Task description >>
Every line below that has the string "scrum" needs to be copied.
··········
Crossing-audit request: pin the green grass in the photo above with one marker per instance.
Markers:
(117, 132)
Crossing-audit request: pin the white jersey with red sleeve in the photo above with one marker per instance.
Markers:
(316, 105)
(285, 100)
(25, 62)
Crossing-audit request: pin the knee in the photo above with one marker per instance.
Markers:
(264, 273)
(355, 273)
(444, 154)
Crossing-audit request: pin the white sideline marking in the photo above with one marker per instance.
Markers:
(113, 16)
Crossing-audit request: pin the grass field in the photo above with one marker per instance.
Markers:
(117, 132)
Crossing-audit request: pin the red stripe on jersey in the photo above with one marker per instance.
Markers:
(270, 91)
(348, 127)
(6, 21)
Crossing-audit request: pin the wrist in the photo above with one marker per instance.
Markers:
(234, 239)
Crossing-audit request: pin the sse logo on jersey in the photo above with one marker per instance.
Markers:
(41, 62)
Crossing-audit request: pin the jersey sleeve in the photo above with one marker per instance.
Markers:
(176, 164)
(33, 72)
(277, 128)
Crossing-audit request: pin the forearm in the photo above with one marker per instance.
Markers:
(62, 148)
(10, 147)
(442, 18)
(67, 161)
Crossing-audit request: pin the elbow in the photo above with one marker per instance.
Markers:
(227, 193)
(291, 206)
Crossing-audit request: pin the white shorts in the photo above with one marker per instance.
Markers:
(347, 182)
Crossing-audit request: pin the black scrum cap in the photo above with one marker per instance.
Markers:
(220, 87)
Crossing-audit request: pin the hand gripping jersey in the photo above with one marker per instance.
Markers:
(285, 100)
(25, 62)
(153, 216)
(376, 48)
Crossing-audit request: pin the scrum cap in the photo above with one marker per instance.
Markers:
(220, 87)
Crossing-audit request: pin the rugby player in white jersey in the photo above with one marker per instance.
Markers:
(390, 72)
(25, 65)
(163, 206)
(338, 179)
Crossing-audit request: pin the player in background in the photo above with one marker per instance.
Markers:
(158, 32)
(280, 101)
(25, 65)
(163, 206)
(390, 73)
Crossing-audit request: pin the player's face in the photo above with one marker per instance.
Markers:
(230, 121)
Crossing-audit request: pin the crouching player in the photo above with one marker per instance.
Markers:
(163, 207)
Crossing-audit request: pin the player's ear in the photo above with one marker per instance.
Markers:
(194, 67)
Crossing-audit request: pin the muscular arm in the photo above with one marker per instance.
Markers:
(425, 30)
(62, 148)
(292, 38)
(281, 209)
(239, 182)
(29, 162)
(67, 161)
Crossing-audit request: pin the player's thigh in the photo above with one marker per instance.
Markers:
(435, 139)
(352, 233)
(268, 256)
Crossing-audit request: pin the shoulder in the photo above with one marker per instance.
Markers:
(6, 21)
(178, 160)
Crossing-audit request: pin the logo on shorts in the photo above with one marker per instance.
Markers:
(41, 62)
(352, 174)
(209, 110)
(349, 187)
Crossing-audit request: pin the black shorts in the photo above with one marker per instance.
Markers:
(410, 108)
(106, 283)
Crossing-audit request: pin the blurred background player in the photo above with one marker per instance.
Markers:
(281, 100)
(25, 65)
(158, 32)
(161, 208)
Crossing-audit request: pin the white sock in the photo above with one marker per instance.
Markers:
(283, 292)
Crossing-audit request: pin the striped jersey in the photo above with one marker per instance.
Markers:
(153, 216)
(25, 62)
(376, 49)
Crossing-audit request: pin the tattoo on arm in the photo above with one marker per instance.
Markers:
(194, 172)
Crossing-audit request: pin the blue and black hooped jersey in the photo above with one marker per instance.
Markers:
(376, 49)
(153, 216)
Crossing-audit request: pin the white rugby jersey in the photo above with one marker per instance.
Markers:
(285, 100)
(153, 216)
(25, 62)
··········
Output of the exercise >>
Crossing-audit request: pin the black scrum cap in the photo above with one marker per instance.
Crossing-audit request: pin the scrum cap in the photo above with one marker per instance.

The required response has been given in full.